REQUIREMENT:
Transcribe each record exactly as it appears.

SUPPLIED RECORDS:
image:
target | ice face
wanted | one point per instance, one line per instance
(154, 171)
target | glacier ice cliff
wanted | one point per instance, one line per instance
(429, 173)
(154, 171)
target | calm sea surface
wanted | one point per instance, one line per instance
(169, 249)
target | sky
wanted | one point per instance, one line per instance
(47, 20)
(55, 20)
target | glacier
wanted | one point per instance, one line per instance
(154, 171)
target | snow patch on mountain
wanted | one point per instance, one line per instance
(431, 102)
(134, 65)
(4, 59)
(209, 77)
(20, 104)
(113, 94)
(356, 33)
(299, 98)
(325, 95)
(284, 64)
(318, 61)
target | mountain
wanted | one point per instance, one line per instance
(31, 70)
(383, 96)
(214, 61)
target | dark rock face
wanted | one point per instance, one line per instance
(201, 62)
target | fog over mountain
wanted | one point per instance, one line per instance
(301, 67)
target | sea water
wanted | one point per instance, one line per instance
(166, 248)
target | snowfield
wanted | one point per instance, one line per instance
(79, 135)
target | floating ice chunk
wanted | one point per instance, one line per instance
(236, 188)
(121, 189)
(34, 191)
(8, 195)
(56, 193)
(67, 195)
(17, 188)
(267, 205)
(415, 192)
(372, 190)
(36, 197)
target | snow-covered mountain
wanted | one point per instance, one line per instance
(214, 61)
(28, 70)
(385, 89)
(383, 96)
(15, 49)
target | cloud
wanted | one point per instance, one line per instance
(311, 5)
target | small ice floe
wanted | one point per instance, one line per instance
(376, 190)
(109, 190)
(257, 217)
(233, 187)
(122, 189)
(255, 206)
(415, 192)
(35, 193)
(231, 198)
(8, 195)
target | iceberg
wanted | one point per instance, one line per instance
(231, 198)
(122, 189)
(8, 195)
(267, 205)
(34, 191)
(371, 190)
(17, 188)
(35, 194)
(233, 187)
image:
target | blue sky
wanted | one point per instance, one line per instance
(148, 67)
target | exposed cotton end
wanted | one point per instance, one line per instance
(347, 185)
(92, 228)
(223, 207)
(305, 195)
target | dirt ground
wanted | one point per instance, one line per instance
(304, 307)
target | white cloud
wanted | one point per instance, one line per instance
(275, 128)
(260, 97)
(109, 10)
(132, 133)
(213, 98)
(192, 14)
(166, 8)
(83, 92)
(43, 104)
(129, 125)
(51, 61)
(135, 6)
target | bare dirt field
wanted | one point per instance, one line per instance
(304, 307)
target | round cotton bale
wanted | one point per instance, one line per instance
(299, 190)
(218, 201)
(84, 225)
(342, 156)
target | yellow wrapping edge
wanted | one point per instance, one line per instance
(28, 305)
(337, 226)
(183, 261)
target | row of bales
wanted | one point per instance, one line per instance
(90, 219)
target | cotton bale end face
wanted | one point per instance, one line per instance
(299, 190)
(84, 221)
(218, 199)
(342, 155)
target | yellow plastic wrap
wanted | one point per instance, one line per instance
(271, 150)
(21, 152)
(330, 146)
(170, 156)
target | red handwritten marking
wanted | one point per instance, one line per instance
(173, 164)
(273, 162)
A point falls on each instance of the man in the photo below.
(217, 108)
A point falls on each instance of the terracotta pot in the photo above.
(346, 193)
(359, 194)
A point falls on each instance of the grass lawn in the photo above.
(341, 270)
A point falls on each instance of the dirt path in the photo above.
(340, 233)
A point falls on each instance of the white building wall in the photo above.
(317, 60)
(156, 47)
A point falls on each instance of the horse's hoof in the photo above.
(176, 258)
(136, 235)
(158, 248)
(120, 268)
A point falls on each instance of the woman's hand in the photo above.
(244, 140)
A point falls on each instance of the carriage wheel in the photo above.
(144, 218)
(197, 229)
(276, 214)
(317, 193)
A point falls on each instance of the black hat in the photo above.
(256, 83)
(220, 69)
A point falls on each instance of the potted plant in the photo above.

PROBLEM SOLUTION:
image:
target | ice face
wanted | one point per instance, one line per instance
(154, 171)
target | glacier ice cliff
wanted | one point per instance, one line per instance
(429, 173)
(154, 171)
target | calm sea surface
wanted | one point per instance, one line per instance
(169, 249)
target | sky
wanted | one point per instance, one line per instance
(47, 20)
(55, 20)
target | glacier
wanted | one point per instance, one line per instance
(154, 171)
target | snow patch on mountain
wanted | one point per instance, one line per instance
(431, 102)
(134, 65)
(4, 59)
(209, 77)
(20, 104)
(113, 94)
(356, 33)
(299, 98)
(325, 95)
(284, 64)
(318, 61)
target | mountain
wanted | one point per instance, one line per instance
(31, 70)
(383, 96)
(214, 61)
target | dark rock face
wanted | one point per instance, one line per instance
(201, 62)
target | fog over mountain
wanted | one point per instance, one line per instance
(301, 67)
target | sea water
wanted | one point per instance, one line per instance
(166, 248)
target | snowfield
wanted | one point per instance, one line per instance
(79, 135)
target | floating ice chunk
wanted | one point per instance, one line per instance
(236, 188)
(121, 189)
(34, 191)
(8, 195)
(56, 193)
(67, 195)
(17, 188)
(267, 205)
(415, 192)
(372, 190)
(36, 197)
target | snow-covered mountain
wanted | one point per instance, one line per instance
(214, 61)
(28, 70)
(385, 89)
(383, 96)
(15, 49)
target | cloud
wanted | one point per instance, one line per instance
(311, 5)
target | small ice floe
wanted | one point per instance, one line per instance
(376, 190)
(109, 190)
(257, 217)
(233, 187)
(122, 189)
(255, 206)
(415, 192)
(35, 193)
(231, 198)
(8, 195)
target | iceberg
wanted | one point per instance, one line per instance
(231, 198)
(122, 189)
(8, 195)
(267, 205)
(34, 191)
(371, 190)
(17, 188)
(35, 194)
(233, 187)
image:
target | blue sky
wanted | one point per instance, one line per instance
(148, 67)
target | exposed cotton end
wanted | one point per instance, one line per instance
(347, 185)
(92, 228)
(223, 207)
(305, 195)
target | dirt ground
wanted | one point per instance, one line per instance
(304, 307)
target | white cloud
wanted | one point per instance, one line per instance
(275, 128)
(260, 97)
(109, 10)
(132, 133)
(213, 98)
(192, 14)
(166, 8)
(83, 92)
(43, 104)
(129, 125)
(51, 61)
(135, 6)
target | bare dirt field
wanted | one point per instance, one line per instance
(304, 307)
target | round cotton bale
wanted | one point per instance, one line per instance
(299, 190)
(218, 201)
(84, 225)
(342, 156)
target | yellow wrapping edge
wanted | one point per instance, one line per instance
(28, 305)
(337, 226)
(183, 261)
target | row of bales
wanted | one point per instance, one line per instance
(90, 219)
target | cotton bale end face
wanted | one point per instance, one line per instance
(299, 190)
(84, 221)
(218, 199)
(342, 155)
target | yellow plastic wrap
wanted | one point per instance, one line per instance
(271, 150)
(21, 152)
(330, 146)
(170, 156)
target | red handwritten marking
wanted | one point per instance, one line per instance
(173, 164)
(273, 162)
A point falls on each instance of the man in the photo below.
(217, 108)
A point falls on each instance of the terracotta pot in the photo above.
(346, 193)
(359, 194)
A point falls on each instance of the grass lawn in the photo above.
(341, 270)
A point falls on each instance of the dirt path in the photo above.
(340, 233)
A point falls on each instance of the white building wall in the photo above.
(317, 60)
(156, 47)
A point falls on each instance of the horse's hoof in the photo above.
(176, 258)
(136, 235)
(158, 248)
(120, 268)
A point falls on each instance of the woman's hand in the photo above.
(244, 140)
A point falls on each instance of the carriage wheel in the photo above.
(144, 218)
(197, 229)
(276, 214)
(317, 193)
A point falls on each instance of the black hat in the photo above.
(256, 83)
(220, 69)
A point falls on each instance of the potted plant in the photo above.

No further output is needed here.